### TEXTE FOURNI

COUR D'APPEL D'AIX EN PROVENCE
6e Chambre A
ARRÊT AU FOND
DU 23 JUIN 2011
N° 2011/454
Rôle N° 10/04226
[Y] [N]
C/
[W] [D]
épouse [N]
Grosse délivrée
le :
à :
la SCP DE SAINT FERREOL - TOUBOUL
la SCP MAYNARD - SIMONI
réf
Décision déférée à la Cour :
Jugement du Juge aux affaires familiales de TARASCON en date du 19 Février 2010 enregistré(e) au répertoire général sous le n° 09/00489.

######
### DONNÉES FOURNIES

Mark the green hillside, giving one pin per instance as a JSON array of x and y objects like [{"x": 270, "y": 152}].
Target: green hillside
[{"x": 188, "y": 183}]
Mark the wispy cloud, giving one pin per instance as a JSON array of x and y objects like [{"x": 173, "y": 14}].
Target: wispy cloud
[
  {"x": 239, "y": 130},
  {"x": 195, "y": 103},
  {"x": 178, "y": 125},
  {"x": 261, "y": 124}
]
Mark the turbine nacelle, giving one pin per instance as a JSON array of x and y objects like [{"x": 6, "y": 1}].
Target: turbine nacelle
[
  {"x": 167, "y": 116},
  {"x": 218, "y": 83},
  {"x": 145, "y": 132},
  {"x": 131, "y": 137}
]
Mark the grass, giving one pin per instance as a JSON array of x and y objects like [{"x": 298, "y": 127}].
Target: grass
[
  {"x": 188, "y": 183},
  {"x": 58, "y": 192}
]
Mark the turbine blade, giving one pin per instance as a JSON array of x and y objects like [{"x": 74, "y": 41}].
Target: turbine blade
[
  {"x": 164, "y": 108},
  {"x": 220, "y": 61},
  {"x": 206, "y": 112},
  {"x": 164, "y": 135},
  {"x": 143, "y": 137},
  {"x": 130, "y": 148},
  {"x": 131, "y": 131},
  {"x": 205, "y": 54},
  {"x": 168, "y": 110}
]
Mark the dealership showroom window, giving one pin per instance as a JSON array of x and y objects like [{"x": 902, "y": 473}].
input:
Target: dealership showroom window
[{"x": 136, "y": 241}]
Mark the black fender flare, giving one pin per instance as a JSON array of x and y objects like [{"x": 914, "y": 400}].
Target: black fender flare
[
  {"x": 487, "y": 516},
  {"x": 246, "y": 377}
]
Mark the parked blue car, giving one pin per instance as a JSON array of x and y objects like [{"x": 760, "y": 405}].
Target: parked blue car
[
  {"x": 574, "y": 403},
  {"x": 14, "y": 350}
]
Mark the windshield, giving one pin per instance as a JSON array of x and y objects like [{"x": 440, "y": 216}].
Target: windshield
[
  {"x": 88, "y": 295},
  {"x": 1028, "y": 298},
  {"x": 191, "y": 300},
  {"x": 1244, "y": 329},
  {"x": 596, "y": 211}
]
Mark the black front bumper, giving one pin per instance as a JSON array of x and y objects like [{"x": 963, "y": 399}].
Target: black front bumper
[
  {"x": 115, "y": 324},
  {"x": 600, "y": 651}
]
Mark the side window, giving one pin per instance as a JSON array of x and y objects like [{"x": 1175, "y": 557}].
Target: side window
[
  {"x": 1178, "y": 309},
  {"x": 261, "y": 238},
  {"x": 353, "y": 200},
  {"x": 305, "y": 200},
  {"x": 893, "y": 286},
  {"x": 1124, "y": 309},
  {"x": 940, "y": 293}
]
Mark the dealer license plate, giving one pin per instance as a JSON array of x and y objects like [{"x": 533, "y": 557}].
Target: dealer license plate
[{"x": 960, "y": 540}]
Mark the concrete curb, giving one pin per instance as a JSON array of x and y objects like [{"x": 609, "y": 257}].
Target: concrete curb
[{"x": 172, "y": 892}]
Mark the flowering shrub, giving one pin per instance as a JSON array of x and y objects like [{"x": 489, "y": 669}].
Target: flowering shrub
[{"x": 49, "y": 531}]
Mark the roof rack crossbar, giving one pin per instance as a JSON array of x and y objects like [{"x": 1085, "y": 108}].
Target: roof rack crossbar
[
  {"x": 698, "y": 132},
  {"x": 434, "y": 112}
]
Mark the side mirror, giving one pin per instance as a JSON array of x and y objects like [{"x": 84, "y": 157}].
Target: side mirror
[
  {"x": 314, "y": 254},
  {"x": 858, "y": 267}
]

######

CONSIGNE: Citez en entier et mot pour mot l'en-tête de l'arrêt de la cour d'appel. Les lignes ne jouent aucun rôle dans cet exercice.

CORRIGÉ COMPLET:
COUR D'APPEL D'AIX EN PROVENCE
6e Chambre A
ARRÊT AU FOND
DU 23 JUIN 2011
N° 2011/454
Rôle N° 10/04226
[Y] [N]
C/
[W] [D]
épouse [N]
Grosse délivrée
le :
à :
la SCP DE SAINT FERREOL - TOUBOUL
la SCP MAYNARD - SIMONI
réf
Décision déférée à la Cour :
Jugement du Juge aux affaires familiales de TARASCON en date du 19 Février 2010 enregistré(e) au répertoire général sous le n° 09/00489.